▸ **Work request**: Find how many lines in this data contain the string "eroded". Respond with only that number.

▸ **Exercise material**:
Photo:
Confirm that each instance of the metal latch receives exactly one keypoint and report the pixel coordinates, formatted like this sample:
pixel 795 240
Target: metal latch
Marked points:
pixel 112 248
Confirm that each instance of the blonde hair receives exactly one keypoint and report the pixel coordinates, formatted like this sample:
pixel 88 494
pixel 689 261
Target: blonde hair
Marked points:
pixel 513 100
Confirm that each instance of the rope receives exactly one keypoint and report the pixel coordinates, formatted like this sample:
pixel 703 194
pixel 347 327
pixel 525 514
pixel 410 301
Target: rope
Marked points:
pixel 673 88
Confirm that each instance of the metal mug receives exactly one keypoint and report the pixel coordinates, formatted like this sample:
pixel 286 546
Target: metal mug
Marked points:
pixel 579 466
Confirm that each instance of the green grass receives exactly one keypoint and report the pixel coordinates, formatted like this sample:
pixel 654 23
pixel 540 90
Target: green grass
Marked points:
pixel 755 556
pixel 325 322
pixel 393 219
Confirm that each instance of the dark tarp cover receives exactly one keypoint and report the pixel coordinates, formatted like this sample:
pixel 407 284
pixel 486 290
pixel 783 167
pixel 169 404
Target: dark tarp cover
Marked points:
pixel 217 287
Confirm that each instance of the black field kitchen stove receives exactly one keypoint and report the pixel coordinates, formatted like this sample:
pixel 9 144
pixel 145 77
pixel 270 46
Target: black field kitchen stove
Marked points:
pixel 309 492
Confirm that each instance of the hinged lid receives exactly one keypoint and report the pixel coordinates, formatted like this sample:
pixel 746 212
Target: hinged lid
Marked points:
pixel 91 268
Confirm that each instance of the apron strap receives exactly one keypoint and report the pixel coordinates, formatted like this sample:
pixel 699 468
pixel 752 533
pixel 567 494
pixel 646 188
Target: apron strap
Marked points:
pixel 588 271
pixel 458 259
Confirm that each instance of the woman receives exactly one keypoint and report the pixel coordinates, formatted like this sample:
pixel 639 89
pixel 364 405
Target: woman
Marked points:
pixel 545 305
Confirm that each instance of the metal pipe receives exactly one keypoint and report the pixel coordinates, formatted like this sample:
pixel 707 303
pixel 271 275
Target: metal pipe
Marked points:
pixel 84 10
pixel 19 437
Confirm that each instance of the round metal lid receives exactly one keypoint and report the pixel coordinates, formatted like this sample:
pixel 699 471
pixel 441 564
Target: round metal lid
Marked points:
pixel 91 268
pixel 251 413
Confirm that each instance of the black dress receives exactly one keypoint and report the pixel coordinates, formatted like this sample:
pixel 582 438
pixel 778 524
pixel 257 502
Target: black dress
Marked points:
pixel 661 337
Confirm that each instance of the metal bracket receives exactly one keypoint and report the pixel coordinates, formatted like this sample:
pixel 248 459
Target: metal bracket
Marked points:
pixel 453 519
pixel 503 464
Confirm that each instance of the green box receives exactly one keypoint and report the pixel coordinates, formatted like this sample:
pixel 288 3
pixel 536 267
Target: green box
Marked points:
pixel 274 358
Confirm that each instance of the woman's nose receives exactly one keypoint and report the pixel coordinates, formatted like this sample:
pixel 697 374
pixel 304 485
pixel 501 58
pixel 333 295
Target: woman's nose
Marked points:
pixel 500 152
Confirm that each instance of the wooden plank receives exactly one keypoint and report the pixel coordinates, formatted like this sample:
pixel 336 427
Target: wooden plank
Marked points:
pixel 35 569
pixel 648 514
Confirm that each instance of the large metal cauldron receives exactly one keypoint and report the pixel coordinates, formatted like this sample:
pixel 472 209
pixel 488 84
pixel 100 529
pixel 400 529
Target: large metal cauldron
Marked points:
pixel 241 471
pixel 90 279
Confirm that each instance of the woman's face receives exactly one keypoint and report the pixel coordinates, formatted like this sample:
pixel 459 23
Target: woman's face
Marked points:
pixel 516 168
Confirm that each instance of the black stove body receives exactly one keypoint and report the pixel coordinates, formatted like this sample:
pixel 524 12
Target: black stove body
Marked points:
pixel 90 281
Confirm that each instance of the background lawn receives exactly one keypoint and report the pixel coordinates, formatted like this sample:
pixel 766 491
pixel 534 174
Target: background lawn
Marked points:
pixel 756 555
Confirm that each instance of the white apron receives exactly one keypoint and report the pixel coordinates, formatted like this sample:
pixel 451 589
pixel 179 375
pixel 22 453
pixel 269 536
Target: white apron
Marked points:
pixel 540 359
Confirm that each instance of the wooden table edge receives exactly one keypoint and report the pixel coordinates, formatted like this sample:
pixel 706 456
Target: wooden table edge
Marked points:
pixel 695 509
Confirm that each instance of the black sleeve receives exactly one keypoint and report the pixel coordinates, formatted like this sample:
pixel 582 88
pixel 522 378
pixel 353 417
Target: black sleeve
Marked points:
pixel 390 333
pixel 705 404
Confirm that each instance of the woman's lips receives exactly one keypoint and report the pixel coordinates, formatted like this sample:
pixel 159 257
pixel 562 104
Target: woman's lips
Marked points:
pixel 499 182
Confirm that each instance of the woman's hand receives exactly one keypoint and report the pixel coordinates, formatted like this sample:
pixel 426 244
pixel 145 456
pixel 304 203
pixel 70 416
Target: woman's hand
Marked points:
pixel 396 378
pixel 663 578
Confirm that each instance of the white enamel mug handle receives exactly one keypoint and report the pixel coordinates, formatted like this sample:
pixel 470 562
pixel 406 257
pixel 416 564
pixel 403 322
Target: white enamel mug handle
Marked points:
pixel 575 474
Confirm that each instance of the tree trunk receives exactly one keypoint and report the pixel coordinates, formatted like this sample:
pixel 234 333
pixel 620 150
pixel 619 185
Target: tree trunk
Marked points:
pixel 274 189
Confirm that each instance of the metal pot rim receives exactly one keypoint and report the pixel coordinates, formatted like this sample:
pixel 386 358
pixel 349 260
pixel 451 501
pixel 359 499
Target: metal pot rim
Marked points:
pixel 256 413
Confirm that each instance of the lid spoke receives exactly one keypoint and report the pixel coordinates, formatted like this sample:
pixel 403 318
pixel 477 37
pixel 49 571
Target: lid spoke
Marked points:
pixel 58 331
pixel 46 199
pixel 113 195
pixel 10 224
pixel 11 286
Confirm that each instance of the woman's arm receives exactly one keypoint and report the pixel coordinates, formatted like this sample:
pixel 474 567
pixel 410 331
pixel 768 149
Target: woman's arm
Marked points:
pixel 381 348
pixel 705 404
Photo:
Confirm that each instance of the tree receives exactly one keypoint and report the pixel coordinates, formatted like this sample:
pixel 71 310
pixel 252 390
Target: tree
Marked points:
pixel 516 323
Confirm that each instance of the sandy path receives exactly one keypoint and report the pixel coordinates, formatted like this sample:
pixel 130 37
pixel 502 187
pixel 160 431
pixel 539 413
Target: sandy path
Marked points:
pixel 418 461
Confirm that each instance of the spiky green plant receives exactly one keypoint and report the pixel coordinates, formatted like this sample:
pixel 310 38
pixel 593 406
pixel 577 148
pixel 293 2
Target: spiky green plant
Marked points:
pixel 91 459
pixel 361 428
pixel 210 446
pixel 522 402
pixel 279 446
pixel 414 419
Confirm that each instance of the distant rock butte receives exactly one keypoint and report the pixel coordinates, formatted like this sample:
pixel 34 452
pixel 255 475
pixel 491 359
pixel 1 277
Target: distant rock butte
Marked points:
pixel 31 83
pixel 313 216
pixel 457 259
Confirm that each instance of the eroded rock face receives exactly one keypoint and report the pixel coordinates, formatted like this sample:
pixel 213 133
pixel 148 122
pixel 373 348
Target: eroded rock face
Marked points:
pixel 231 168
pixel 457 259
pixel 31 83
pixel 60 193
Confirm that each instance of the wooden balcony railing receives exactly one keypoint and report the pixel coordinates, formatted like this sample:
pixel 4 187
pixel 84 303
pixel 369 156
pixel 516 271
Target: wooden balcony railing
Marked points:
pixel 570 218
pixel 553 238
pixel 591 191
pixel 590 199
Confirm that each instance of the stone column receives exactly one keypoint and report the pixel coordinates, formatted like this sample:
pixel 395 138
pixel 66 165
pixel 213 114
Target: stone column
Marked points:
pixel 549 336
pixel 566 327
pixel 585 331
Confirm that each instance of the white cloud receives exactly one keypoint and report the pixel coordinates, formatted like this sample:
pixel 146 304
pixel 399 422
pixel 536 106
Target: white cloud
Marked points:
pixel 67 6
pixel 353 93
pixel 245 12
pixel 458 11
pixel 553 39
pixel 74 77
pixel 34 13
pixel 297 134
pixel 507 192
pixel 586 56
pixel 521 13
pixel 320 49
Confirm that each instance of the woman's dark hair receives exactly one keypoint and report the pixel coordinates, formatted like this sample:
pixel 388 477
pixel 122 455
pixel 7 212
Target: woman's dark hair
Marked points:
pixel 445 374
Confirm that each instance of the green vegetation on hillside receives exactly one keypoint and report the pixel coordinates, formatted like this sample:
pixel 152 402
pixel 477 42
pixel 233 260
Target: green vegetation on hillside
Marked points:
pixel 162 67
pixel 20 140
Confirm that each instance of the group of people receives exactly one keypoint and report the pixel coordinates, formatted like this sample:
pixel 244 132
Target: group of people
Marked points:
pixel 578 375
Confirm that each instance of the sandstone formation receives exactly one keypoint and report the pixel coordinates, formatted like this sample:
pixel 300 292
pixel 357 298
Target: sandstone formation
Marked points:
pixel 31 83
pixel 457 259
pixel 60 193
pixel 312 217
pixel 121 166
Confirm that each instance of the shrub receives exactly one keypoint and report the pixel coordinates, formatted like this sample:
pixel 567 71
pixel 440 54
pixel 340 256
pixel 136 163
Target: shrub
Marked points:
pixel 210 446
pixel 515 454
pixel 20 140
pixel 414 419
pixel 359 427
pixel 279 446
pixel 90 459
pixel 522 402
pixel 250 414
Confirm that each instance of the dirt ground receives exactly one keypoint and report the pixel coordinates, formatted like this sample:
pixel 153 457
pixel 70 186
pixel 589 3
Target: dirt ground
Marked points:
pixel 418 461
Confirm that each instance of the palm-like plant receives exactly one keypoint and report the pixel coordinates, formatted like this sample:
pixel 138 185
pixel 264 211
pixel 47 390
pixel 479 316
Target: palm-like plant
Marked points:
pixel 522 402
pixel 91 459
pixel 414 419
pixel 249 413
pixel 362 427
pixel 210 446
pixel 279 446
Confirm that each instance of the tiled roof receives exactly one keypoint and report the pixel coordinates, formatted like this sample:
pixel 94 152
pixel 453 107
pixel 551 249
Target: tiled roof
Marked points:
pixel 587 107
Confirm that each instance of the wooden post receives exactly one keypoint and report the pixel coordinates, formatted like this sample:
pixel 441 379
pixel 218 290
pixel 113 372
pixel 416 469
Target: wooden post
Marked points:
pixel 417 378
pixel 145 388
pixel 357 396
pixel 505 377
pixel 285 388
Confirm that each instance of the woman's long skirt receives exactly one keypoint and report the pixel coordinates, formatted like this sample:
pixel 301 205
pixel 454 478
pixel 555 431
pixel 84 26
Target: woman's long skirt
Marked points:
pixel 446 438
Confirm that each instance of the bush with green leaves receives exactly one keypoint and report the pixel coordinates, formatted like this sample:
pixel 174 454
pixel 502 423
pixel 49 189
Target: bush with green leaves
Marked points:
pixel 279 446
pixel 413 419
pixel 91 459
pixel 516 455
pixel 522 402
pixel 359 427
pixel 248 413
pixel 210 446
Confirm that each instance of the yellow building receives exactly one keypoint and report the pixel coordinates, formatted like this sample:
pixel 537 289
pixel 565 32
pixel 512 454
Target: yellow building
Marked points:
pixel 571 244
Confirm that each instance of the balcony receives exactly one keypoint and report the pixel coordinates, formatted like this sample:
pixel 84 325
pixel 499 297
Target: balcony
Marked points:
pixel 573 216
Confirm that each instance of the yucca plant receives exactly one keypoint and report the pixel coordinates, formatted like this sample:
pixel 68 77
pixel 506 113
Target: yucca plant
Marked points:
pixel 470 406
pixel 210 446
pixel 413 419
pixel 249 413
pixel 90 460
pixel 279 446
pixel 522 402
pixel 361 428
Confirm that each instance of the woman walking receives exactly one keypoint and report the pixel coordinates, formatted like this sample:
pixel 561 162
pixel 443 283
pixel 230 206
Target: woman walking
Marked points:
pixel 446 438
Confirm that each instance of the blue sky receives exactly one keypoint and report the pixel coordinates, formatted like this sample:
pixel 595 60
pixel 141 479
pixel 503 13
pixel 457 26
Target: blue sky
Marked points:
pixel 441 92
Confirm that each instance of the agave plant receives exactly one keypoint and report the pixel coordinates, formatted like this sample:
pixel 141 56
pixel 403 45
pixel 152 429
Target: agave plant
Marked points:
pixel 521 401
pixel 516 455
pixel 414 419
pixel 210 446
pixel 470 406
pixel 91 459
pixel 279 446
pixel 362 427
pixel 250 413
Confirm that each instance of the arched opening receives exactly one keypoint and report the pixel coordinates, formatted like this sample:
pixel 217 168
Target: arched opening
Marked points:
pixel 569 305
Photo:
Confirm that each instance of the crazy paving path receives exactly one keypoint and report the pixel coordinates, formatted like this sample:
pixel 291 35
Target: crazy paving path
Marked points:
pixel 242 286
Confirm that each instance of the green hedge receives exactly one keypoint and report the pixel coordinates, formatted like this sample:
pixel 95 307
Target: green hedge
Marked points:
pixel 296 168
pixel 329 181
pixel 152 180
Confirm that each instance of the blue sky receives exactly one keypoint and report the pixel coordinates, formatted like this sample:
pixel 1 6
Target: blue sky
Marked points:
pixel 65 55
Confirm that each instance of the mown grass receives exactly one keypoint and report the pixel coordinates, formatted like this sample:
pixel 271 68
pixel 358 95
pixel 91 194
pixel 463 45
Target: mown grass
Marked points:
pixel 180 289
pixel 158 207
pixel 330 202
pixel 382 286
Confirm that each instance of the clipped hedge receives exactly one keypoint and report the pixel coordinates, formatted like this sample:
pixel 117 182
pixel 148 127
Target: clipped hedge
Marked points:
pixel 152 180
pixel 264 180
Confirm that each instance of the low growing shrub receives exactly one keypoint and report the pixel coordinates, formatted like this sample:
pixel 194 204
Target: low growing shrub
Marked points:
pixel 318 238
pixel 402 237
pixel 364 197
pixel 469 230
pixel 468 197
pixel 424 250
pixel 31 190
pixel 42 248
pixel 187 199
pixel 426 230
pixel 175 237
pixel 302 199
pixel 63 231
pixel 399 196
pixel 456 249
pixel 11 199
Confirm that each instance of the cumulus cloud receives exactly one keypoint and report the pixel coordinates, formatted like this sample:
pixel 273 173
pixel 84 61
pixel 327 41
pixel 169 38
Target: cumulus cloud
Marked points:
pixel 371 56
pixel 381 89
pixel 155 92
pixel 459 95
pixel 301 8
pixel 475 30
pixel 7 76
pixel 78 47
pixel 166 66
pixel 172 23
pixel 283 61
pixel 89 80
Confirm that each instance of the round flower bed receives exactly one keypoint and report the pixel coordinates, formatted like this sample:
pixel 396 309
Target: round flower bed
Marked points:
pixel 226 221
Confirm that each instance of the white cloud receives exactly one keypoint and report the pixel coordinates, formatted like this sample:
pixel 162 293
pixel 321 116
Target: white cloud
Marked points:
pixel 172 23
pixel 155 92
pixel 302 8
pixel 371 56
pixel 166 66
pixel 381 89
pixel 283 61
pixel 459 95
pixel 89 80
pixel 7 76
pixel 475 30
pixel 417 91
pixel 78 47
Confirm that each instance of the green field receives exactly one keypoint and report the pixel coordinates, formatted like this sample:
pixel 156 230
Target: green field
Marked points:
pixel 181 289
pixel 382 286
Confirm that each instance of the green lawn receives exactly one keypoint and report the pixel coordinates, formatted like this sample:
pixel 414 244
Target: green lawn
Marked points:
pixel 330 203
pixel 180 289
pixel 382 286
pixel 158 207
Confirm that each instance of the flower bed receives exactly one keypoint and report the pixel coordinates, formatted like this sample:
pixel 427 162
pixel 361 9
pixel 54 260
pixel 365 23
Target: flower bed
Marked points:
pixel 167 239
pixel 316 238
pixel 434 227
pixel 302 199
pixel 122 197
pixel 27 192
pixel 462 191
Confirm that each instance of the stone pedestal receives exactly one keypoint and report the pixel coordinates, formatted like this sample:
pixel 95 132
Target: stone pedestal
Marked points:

▸ **Task output**: 2